* **SET TASKS**
1. Edit the passage about Torres, starting at the words "Moderates must win, or" and stopping after "Senator Joe Manchin.", and replace "purple districts" with "battleground districts".
2. Answer these questions from the passage about Torres:
(a) After running for Congress, what did Torres become the first of?
(b) What did Torres say he would focus on instead of answering mischaracterizations of critical race theory?
(c) Which senator does the passage name as a moderate Democrat?

* **DOCUMENT EXTRACT**
────────────────────────────────────────

He won, becoming the youngest member ever to win a city council seat. After six years Torres ran for Congress, becoming the first gay Afro-Latino representative. He has the idealism of youth, but recognizes politics has limits. Some moral debates, for example, are distractions.

Dickerson asked, "So, I'm a Democratic candidate out there somewhere, and my Republican opponent is mischaracterizing critical race theory – do I answer those mischaracterizations? Or do I talk about prescription drug costs with the bulk of my remarks?"

"I would focus on prescription drug costs," Torres said. "Because if you conduct your campaign on the terms set by your opponents, then you're going to lose."

Moderates must win, or Democrats will lose the majority.

"I'm in a deep blue district; I'm in one of most Democratic districts in America," Torres said. "And so, I'm respectful and mindful of the perspectives of members who are on the front lines, who are in purple districts, and who have a feel for swing voters much more than I do."

And half a loaf is better than no loaf, which might mean whittling down social policy legislation to win the vote of moderate Democratic Senator Joe Manchin.

────────────────────────────────────────

* **ENTRIES SUPPLIED**

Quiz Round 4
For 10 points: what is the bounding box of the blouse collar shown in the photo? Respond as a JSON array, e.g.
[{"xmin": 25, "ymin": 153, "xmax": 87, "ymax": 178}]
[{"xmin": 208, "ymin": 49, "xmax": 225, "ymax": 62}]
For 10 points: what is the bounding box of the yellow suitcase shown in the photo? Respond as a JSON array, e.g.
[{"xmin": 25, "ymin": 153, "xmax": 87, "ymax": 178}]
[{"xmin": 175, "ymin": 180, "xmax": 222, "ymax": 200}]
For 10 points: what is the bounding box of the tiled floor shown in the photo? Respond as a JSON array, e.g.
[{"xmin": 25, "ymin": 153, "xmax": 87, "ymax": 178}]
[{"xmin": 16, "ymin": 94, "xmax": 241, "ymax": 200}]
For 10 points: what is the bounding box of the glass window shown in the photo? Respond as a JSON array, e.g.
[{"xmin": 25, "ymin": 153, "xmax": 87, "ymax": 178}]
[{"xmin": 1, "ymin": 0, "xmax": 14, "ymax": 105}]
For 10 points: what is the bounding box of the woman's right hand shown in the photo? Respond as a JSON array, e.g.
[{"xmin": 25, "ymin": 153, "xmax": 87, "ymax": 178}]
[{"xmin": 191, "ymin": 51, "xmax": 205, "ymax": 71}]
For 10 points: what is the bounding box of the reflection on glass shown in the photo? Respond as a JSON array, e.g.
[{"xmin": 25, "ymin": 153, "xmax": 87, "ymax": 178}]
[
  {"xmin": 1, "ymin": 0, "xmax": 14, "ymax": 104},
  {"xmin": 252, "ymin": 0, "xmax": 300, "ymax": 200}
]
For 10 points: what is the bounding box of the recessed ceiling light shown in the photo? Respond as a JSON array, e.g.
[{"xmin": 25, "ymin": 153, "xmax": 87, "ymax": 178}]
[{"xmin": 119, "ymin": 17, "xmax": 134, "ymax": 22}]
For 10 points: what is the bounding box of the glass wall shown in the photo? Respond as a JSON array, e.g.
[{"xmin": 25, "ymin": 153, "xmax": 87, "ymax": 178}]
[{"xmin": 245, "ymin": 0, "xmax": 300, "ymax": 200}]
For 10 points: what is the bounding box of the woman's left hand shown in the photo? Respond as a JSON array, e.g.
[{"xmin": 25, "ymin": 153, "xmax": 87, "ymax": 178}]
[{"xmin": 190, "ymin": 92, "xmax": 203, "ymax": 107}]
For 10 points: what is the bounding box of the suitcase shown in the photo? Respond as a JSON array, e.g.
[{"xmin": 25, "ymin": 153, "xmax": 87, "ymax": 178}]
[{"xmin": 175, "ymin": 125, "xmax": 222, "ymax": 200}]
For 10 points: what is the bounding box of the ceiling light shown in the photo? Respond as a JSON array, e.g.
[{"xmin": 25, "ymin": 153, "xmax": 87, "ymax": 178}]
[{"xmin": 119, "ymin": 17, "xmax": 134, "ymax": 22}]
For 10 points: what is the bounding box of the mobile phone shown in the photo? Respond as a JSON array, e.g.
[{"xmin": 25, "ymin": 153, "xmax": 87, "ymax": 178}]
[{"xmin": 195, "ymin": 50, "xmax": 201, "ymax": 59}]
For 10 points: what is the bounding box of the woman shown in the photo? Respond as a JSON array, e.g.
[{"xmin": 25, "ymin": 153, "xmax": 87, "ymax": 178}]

────────────────────────────────────────

* **ANSWER LIST**
1.
Moderates must win, or Democrats will lose the majority.

"I'm in a deep blue district; I'm in one of most Democratic districts in America," Torres said. "And so, I'm respectful and mindful of the perspectives of members who are on the front lines, who are in battleground districts, and who have a feel for swing voters much more than I do."

And half a loaf is better than no loaf, which might mean whittling down social policy legislation to win the vote of moderate Democratic Senator Joe Manchin.

2.
(a) The first gay Afro-Latino representative.
(b) Prescription drug costs.
(c) Joe Manchin.